## Material provided
* * * * * * * * *

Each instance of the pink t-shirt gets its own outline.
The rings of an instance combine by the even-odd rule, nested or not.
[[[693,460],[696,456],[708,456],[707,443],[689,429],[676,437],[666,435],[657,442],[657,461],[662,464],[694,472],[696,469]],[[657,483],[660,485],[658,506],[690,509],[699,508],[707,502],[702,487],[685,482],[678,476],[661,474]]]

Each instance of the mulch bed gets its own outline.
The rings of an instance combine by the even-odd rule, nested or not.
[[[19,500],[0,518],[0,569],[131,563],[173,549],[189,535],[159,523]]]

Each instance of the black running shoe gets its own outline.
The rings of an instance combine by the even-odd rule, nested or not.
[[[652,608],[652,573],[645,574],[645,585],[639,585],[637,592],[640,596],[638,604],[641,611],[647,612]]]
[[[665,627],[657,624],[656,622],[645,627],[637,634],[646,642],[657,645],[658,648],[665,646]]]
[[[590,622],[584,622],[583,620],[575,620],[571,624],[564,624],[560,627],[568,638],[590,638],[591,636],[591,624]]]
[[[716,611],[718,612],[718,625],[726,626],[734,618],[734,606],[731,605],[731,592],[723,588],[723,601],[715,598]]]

* * * * * * * * *

## Exercise task
Please copy out each of the entries above line for line, with no changes.

## Exercise solution
Each instance of the pink t-shirt gets its own outline.
The rings of an instance combine by the even-odd rule, nested or not.
[[[693,460],[696,456],[708,456],[707,443],[689,429],[676,437],[666,435],[657,442],[657,461],[662,464],[694,472],[696,469]],[[657,483],[660,485],[658,506],[690,509],[699,508],[707,502],[702,487],[685,482],[678,476],[661,474]]]

Each instance of the mulch bed gets its own outline.
The rings of an instance combine by the even-odd rule, nested or not.
[[[19,500],[0,518],[0,569],[131,563],[173,549],[189,535],[159,523]]]

Each instance of the black running shoe gets its own outline.
The rings of an instance combine by the even-odd rule, nested or not.
[[[652,608],[652,573],[645,574],[645,585],[639,585],[637,592],[640,596],[638,604],[641,611],[647,612]]]
[[[665,627],[657,624],[656,622],[645,627],[637,634],[646,642],[657,645],[658,648],[665,646]]]
[[[590,622],[584,622],[583,620],[575,620],[571,624],[564,624],[560,627],[568,638],[590,638],[591,636],[591,624]]]
[[[716,611],[718,612],[718,625],[726,626],[734,618],[734,606],[731,605],[731,592],[723,588],[723,601],[715,598]]]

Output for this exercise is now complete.